_WHAT IS BEING ASKED_
All lines in the data bearing the string "wireframe" should be identified and copied.

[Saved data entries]
= Beginning of Section =

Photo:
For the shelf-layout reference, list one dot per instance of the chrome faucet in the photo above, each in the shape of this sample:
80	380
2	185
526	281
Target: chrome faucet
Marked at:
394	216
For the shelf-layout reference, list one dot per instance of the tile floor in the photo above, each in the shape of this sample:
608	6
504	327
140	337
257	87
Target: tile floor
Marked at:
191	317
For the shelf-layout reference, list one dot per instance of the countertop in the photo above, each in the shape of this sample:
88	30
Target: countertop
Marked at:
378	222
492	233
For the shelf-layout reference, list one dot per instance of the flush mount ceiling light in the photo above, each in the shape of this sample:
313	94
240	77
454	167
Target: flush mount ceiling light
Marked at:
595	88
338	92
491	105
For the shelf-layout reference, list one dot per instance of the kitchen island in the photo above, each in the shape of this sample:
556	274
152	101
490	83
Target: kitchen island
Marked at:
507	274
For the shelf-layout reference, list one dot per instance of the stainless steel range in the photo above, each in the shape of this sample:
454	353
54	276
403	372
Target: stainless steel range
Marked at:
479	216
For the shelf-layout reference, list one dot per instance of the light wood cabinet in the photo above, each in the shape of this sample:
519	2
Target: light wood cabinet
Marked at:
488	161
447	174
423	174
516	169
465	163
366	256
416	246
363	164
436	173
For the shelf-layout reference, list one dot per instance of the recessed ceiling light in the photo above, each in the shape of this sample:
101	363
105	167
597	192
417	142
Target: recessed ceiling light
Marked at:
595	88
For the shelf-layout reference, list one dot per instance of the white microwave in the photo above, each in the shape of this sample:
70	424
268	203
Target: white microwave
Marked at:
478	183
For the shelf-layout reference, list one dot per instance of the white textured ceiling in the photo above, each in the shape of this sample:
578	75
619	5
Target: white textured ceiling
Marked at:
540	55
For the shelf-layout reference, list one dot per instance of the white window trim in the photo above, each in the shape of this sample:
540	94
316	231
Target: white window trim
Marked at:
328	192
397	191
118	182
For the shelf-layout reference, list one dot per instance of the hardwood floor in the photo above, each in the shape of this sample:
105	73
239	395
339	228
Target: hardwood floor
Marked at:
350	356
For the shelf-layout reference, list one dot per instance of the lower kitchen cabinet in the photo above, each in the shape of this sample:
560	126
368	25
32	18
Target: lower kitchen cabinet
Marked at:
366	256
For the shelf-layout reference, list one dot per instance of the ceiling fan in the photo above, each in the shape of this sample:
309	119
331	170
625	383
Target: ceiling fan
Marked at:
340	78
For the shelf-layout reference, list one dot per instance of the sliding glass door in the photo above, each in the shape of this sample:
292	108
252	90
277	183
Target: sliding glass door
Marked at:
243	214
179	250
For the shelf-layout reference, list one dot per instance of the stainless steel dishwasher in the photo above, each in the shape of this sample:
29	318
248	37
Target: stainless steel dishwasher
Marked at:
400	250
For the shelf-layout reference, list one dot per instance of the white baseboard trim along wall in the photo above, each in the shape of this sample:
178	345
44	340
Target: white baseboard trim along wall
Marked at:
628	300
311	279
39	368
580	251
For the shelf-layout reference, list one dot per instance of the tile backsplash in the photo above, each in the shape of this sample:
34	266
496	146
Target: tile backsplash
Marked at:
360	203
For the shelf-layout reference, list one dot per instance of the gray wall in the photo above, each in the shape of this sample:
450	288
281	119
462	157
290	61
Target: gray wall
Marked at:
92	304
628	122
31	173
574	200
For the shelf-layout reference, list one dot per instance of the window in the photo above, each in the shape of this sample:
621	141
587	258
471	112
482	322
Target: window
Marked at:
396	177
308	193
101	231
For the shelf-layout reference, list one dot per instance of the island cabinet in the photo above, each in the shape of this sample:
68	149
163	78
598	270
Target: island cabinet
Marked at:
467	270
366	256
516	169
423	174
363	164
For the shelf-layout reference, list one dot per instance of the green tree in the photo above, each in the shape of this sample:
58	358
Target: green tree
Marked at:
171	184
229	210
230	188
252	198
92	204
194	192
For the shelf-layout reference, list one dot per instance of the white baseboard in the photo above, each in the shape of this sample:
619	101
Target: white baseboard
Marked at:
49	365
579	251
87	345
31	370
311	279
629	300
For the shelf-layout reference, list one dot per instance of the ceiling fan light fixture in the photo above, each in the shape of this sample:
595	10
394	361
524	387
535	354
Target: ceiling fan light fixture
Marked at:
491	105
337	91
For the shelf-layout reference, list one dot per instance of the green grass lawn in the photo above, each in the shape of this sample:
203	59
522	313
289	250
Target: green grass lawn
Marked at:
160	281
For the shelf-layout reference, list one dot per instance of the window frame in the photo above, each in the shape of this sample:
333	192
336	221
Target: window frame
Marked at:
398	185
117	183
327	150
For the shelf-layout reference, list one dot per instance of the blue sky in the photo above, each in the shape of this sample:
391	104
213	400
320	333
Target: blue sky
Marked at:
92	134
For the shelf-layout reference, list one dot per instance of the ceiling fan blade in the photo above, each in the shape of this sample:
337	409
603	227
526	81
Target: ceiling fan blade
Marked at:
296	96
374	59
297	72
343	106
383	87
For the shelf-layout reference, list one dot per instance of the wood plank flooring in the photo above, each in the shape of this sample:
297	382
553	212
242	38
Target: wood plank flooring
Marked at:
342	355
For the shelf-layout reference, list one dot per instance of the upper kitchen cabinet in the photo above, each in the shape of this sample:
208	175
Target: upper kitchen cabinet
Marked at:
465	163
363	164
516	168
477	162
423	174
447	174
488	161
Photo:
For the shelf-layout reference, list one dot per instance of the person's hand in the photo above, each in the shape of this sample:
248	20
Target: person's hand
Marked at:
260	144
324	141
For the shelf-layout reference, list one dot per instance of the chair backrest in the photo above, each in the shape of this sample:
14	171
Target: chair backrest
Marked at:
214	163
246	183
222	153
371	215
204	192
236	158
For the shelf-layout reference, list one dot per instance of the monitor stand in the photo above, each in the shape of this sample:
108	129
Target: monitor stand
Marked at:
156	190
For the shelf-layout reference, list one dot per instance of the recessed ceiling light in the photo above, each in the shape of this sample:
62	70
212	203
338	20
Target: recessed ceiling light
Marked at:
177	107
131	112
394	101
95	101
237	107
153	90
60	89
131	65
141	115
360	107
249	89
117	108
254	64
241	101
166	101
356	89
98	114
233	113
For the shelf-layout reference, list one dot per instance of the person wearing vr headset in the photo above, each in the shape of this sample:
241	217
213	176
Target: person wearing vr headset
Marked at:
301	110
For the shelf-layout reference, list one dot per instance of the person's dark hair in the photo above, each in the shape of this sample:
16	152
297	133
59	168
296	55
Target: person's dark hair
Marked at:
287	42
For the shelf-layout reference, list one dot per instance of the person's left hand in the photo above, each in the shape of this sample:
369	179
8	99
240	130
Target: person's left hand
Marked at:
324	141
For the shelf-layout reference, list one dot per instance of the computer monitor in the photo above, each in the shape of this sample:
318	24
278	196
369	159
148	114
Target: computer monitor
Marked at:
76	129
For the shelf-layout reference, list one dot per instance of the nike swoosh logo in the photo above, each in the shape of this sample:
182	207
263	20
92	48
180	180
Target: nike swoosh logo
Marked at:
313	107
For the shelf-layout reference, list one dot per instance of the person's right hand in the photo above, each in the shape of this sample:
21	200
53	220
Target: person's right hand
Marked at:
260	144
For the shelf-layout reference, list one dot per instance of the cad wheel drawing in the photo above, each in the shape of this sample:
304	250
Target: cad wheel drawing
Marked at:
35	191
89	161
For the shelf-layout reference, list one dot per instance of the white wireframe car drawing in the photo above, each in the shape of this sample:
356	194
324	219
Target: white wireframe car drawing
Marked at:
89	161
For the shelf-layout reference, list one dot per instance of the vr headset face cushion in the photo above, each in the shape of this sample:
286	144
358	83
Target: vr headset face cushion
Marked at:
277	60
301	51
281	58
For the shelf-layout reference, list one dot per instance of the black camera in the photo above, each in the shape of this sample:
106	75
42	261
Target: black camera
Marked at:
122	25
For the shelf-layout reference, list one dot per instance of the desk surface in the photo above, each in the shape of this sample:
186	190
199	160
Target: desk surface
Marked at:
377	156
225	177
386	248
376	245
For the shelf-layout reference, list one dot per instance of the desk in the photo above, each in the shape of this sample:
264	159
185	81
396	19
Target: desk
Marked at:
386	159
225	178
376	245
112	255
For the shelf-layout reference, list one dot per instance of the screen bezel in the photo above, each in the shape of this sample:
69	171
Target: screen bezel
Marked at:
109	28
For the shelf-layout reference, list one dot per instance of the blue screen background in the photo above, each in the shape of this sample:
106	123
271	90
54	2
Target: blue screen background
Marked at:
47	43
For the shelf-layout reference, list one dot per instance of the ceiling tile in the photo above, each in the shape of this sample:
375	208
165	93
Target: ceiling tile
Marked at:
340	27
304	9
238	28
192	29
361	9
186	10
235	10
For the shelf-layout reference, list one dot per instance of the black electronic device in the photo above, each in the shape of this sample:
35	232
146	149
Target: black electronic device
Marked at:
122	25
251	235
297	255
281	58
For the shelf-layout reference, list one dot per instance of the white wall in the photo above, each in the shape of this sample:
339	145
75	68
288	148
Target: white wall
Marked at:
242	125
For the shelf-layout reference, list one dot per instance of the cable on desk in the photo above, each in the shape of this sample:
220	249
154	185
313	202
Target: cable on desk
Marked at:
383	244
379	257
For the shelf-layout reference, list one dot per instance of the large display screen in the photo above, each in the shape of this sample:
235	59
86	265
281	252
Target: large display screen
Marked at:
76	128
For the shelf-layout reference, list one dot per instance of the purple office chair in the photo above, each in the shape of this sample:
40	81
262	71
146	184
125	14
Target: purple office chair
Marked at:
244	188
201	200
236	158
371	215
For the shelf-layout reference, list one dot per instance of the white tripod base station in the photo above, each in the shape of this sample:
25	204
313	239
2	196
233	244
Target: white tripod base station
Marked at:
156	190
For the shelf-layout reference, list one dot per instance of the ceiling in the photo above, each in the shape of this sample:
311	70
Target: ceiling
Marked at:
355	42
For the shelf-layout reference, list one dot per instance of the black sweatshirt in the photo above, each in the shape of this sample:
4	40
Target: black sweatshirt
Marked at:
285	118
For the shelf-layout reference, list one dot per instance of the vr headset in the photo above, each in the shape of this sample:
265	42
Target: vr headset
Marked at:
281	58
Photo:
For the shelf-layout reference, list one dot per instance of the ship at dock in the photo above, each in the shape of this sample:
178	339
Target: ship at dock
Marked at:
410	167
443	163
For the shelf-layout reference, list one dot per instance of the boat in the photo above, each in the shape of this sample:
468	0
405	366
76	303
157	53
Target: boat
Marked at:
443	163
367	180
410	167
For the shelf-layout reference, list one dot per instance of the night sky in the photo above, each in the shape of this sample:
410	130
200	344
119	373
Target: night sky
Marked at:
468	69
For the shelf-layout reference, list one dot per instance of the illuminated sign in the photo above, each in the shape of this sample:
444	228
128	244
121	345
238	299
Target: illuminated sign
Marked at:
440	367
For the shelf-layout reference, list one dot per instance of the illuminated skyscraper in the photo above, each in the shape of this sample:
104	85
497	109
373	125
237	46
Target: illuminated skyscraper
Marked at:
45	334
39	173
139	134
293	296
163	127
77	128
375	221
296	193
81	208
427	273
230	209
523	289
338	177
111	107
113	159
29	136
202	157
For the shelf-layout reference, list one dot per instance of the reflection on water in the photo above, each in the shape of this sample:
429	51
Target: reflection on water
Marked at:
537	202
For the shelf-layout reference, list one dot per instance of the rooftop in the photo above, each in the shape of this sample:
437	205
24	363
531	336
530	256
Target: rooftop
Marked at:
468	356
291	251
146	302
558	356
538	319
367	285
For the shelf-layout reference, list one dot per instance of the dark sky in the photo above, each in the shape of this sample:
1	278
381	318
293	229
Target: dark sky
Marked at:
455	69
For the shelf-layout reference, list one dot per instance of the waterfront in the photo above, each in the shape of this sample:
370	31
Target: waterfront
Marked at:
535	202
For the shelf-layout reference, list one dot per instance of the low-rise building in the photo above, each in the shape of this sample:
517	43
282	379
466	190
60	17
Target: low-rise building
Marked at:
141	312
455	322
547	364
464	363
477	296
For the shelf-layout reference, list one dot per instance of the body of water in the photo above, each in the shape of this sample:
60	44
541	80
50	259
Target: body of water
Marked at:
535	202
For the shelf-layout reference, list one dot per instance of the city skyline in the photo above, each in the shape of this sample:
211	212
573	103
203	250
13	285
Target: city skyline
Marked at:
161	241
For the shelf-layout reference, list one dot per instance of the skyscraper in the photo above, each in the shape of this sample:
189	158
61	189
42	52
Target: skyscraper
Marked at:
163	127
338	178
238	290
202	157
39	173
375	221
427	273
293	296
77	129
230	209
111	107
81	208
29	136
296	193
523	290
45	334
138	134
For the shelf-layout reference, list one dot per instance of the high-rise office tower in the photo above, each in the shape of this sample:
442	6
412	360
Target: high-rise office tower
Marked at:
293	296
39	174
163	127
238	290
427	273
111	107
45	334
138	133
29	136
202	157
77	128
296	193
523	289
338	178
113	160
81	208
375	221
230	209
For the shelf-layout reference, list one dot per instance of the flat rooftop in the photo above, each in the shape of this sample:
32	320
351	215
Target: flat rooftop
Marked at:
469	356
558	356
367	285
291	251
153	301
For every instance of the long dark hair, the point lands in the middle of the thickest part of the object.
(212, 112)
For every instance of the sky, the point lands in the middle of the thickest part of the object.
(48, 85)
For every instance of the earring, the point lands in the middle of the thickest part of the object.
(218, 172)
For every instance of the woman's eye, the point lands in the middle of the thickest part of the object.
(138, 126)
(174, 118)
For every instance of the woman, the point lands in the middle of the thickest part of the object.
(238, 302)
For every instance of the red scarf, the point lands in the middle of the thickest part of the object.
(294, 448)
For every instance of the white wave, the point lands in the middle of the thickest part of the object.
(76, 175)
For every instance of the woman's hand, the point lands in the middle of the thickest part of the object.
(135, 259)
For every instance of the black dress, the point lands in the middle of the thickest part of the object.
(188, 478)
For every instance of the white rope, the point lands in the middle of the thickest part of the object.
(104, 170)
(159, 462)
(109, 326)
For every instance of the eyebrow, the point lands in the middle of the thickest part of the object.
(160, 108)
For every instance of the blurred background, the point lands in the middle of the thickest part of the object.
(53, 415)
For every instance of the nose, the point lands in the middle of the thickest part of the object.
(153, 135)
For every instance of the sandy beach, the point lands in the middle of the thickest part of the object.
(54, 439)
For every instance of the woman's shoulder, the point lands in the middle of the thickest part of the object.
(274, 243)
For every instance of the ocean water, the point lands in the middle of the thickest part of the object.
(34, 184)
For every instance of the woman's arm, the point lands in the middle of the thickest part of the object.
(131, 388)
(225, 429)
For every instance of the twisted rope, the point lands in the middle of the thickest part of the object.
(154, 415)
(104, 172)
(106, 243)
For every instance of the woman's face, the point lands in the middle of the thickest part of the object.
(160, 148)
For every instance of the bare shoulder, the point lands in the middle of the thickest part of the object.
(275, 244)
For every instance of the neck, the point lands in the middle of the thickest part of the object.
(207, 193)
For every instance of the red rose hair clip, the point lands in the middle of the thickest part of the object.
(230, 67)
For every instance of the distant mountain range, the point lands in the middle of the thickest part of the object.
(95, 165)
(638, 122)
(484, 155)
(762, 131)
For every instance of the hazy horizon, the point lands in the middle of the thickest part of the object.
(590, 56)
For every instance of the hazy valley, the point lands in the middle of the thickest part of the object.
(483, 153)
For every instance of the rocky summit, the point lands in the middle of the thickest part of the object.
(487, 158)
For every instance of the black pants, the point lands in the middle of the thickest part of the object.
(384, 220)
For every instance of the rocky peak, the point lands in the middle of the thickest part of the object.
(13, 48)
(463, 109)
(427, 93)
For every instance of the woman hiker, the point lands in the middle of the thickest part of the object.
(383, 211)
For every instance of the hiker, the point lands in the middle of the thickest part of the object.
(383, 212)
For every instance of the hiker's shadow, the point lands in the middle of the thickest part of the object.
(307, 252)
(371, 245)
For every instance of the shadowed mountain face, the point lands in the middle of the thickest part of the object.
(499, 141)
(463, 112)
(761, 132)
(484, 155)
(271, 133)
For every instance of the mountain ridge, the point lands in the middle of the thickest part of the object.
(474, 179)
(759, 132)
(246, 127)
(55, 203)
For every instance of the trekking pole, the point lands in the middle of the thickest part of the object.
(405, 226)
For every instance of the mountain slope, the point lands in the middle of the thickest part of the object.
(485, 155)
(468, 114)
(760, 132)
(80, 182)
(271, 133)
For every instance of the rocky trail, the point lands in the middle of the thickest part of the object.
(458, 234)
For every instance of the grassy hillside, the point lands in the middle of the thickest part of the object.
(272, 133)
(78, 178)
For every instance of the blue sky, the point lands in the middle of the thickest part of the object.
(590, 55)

= End of Section =

_TASK RESULT_
For the shelf-layout reference, list one dot per instance of the white wireframe car drawing in the photo above, each in the shape of this sample:
Target: white wireframe car drawing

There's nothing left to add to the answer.